» **Information**:
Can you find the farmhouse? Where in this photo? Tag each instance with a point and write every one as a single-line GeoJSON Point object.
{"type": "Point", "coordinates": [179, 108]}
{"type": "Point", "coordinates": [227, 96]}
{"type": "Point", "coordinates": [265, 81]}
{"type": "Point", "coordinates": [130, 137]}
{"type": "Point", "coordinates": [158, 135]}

» **What you will do**: Print the data in full. Match it exactly.

» **Task solution**:
Can you find the farmhouse? Where in this photo? Tag each instance with a point and write every one as a single-line GeoJSON Point object.
{"type": "Point", "coordinates": [179, 108]}
{"type": "Point", "coordinates": [227, 96]}
{"type": "Point", "coordinates": [265, 81]}
{"type": "Point", "coordinates": [130, 137]}
{"type": "Point", "coordinates": [158, 135]}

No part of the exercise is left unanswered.